(Stored data)
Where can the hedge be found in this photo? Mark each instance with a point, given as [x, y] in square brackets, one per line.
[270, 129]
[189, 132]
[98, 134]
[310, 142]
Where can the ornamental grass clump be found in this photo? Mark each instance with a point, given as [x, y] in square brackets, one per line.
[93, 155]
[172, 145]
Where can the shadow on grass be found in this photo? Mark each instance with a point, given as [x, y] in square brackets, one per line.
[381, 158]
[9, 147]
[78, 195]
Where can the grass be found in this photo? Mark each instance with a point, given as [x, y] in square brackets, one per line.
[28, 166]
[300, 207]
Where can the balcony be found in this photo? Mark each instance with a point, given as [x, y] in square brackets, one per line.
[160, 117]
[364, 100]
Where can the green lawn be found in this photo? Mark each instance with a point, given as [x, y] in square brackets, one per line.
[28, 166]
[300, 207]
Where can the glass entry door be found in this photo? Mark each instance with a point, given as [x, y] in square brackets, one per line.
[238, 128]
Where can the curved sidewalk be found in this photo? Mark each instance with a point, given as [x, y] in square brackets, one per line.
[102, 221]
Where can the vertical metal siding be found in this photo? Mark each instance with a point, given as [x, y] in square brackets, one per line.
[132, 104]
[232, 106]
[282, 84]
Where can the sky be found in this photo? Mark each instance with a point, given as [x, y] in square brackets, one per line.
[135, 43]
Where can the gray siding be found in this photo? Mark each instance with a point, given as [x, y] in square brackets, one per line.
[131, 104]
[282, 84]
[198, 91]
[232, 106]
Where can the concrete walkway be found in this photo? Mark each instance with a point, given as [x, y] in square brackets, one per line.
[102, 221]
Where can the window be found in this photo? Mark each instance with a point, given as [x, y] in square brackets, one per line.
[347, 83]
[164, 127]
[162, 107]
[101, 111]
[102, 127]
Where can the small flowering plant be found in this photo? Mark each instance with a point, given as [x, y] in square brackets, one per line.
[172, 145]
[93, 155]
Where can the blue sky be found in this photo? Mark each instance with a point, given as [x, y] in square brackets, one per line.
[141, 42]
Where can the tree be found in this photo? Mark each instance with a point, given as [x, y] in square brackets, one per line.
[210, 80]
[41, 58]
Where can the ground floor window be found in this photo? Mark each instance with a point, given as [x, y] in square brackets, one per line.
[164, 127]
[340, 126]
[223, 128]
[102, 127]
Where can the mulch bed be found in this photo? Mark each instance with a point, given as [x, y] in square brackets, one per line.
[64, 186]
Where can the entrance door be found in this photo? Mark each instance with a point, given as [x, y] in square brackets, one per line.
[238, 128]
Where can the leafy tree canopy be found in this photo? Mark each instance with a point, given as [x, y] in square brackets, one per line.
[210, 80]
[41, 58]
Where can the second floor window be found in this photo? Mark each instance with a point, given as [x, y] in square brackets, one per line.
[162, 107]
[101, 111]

## [WORK TO BE COMPLETED]
Recast the rows above as a single numbered list, leaving out any blank lines.

## [CORRECT OUTPUT]
1. Where can the hedge be found in this photo? Mark each instance with a point, given as [x, y] in square brackets, one per line.
2. [270, 129]
3. [189, 132]
4. [98, 134]
5. [310, 142]
6. Where can the ornamental grass clump be found in this photo? Mark each instance with a point, given as [x, y] in square brackets, one per line.
7. [93, 155]
8. [172, 145]
9. Where can the shadow on grass be found in this photo? Mark each instance with a point, given as [x, y] in square brackets, one per line.
10. [381, 158]
11. [9, 147]
12. [78, 195]
13. Where can the grass be found in this photo? Mark each instance with a point, given as [x, y] in square brackets, one per line.
14. [28, 166]
15. [300, 207]
16. Where can the balcony be found in this photo? Mark each instance with a point, given as [x, y] in square brackets, one per line.
17. [160, 117]
18. [364, 100]
19. Where can the green lawn be found in this photo? Mark each instance with a point, given as [x, y] in square brackets, one per line.
20. [28, 166]
21. [300, 207]
22. Where can the glass entry door be found in this photo? Mark each instance with a point, given as [x, y] in square brackets, one per line.
23. [238, 128]
24. Where can the curved sidewalk be found in this photo? Mark each instance with a point, given as [x, y] in square brackets, one per line.
25. [102, 221]
26. Where can the vertical metal siding be found in this photo? Mark each instance with a point, given as [x, y] in square brackets, one per line.
27. [132, 104]
28. [232, 106]
29. [282, 84]
30. Where can the sky be found in this photo? Mark each instance with a point, given as [x, y] in square brackets, one per line.
31. [135, 43]
32. Where can the gray siding be found in this photo? Mark each instance with a point, given as [x, y] in square brackets, one per line.
33. [131, 104]
34. [282, 84]
35. [198, 91]
36. [232, 106]
37. Where can the concrete walkway be found in this photo? Mark each instance with a point, given as [x, y] in square brackets, one per line.
38. [102, 221]
39. Where can the window be found in this photo? Mark each instance with a point, given as [x, y] in square brackets, one per line.
40. [347, 83]
41. [164, 127]
42. [162, 107]
43. [101, 111]
44. [102, 127]
45. Where can the small flowering plant be found in this photo? Mark each instance with a point, given as [x, y] in square brackets, one per line.
46. [172, 145]
47. [93, 155]
48. Where can the blue sky be found in this photo? Mark each instance with a point, given as [x, y] in square brackets, one per line.
49. [141, 42]
50. Where can the tree be found in this photo? Mark each instance with a point, given as [x, y] in square brackets, one per line.
51. [210, 80]
52. [41, 58]
53. Where can the ground floor window be found in this photo? Mark each instance with a point, given as [x, y] in square brackets, one per line.
54. [164, 127]
55. [340, 126]
56. [223, 128]
57. [102, 127]
58. Where can the mulch bed be found in this photo? Mark each instance with a point, given as [x, y] in square brackets, one per line.
59. [64, 186]
60. Where can the entrance door be found in this photo? Mark each instance with a point, given as [x, y] in square brackets, one per line.
61. [238, 128]
62. Where can the leafy tree canopy be found in this photo? Mark each instance with a point, given as [x, y] in square brackets, one per line.
63. [210, 80]
64. [41, 58]
65. Where can the second floor window be found in this photo? Mark each instance with a point, given as [x, y] in square brackets, one per line.
66. [162, 107]
67. [101, 111]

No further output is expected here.